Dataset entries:
========================

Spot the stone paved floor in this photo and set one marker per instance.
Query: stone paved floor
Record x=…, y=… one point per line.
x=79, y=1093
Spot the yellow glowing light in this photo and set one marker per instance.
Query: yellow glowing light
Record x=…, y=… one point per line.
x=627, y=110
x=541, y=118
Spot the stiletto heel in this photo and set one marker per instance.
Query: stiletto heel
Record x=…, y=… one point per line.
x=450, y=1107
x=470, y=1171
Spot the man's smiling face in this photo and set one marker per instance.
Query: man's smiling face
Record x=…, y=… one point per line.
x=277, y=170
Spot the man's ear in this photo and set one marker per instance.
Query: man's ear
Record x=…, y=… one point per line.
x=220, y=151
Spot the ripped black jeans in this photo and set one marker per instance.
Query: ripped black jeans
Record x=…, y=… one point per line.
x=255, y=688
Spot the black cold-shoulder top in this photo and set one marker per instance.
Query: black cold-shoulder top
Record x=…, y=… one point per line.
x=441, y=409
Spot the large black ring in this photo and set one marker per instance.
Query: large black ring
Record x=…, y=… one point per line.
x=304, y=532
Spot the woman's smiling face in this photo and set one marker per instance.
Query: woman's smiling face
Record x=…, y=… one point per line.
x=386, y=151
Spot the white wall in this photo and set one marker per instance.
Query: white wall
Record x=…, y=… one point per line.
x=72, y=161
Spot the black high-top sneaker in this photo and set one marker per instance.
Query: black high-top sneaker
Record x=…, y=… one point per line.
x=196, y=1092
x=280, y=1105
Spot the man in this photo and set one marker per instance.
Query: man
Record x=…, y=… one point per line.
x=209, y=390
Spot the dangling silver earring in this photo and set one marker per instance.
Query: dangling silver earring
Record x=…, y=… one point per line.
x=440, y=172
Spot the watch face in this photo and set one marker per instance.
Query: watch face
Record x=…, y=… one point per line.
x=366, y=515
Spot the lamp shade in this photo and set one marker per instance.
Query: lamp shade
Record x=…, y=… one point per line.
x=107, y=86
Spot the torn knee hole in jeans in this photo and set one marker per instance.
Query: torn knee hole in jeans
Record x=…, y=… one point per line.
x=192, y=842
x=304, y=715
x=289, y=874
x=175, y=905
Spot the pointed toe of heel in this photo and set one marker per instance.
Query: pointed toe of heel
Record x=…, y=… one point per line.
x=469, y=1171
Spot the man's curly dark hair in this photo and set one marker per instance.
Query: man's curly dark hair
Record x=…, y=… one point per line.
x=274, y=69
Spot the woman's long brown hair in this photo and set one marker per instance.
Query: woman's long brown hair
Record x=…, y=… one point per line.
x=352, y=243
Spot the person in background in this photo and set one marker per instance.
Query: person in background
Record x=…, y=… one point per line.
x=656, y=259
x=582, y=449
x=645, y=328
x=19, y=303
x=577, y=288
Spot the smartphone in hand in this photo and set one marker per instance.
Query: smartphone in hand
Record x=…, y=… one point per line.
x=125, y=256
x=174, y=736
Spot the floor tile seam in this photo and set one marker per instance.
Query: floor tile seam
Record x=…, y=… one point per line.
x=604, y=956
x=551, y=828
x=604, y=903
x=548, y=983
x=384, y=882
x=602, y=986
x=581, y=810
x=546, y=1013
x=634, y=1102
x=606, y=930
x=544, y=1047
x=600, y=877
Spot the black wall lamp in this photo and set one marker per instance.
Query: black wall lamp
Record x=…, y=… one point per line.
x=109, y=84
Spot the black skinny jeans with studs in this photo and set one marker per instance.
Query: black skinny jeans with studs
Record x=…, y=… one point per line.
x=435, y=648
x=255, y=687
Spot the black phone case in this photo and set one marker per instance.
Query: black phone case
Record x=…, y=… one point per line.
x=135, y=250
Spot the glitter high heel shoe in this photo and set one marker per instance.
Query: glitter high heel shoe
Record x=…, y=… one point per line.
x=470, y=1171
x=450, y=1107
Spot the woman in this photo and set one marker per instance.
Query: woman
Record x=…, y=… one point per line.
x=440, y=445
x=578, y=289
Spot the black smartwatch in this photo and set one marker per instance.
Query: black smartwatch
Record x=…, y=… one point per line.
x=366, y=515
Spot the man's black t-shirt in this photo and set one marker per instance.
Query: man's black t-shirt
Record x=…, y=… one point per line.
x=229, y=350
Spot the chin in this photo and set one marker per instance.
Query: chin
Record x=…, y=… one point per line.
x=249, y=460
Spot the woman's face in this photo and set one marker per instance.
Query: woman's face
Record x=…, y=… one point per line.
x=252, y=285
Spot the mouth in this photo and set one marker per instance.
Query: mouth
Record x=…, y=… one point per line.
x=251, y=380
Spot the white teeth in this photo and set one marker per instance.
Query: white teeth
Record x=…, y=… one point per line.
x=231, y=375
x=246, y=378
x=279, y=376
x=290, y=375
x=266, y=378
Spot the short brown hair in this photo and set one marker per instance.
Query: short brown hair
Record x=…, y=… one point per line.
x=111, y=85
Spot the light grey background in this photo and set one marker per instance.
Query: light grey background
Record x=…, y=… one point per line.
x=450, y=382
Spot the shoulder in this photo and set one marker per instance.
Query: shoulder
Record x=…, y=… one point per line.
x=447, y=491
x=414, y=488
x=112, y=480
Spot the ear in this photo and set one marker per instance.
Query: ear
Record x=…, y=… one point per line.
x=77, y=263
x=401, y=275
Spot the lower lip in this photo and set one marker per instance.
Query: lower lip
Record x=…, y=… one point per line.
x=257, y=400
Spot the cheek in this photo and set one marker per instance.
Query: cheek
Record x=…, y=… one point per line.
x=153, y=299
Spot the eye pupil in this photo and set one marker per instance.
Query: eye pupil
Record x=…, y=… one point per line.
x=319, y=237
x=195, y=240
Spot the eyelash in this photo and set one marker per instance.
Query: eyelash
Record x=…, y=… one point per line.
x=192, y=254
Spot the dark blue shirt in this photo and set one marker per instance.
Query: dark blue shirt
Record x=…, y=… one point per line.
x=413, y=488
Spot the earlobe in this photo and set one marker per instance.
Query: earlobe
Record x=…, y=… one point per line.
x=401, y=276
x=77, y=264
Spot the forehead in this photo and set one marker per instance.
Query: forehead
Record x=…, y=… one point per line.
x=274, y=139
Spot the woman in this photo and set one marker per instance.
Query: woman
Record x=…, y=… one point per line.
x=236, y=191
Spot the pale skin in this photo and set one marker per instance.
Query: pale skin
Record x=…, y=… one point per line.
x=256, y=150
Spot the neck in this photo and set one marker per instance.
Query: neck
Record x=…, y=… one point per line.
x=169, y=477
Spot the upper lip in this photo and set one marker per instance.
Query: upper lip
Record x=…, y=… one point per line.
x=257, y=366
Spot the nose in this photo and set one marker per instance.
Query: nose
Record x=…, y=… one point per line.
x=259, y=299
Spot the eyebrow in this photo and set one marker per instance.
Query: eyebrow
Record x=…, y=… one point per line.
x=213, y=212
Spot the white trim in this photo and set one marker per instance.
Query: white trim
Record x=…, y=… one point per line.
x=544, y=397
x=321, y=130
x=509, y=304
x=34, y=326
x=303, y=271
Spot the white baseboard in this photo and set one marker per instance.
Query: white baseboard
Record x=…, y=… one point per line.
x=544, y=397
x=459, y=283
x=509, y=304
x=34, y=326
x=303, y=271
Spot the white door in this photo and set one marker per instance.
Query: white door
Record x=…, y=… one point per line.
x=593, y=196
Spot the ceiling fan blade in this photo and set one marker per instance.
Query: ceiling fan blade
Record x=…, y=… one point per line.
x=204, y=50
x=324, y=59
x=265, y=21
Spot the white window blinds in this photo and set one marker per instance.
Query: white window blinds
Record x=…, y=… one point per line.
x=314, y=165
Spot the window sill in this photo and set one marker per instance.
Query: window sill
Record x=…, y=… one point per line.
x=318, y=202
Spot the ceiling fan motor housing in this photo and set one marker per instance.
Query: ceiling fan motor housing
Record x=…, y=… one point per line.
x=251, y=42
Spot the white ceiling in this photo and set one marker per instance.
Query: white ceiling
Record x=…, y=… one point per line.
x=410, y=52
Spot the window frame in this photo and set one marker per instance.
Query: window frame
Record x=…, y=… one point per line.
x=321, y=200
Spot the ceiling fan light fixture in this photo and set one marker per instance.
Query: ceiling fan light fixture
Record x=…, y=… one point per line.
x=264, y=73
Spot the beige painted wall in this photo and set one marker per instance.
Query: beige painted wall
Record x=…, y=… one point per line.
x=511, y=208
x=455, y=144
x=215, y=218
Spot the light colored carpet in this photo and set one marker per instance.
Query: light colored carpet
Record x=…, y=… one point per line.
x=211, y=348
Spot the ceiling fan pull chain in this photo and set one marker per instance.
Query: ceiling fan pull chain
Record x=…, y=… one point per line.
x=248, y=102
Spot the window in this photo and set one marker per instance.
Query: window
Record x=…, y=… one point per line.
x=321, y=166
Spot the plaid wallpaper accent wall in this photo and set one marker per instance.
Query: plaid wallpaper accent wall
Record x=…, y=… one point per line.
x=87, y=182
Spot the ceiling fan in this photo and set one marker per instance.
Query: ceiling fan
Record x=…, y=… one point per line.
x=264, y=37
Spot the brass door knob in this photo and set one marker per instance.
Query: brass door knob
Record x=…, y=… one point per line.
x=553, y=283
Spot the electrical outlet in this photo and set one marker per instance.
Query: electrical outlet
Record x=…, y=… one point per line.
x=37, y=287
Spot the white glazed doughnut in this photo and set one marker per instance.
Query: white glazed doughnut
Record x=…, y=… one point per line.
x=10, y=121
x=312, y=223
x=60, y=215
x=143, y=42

========================

Quote exactly what appears from the line containing "Spot the plaid" through the final line of the listing above, including both of those lines.

### [Answer for the task]
Spot the plaid wallpaper accent wall in this photo and set one marker per instance.
Query: plaid wallpaper accent wall
Record x=…, y=… one point per line.
x=87, y=182
Spot the ceiling fan in this photo and set one marker per instance.
Query: ceiling fan
Record x=…, y=… one point per line.
x=264, y=37
Spot the brass door knob in this photo and set one marker per instance.
Query: brass door knob
Record x=…, y=… one point per line.
x=553, y=283
Spot the electrical outlet in this photo and set one marker per instance.
Query: electrical outlet
Record x=…, y=… one point per line.
x=37, y=287
Spot the white glazed doughnut in this photo and set one marker per instance.
Query: white glazed doughnut
Record x=…, y=… one point per line.
x=10, y=121
x=312, y=223
x=60, y=215
x=143, y=42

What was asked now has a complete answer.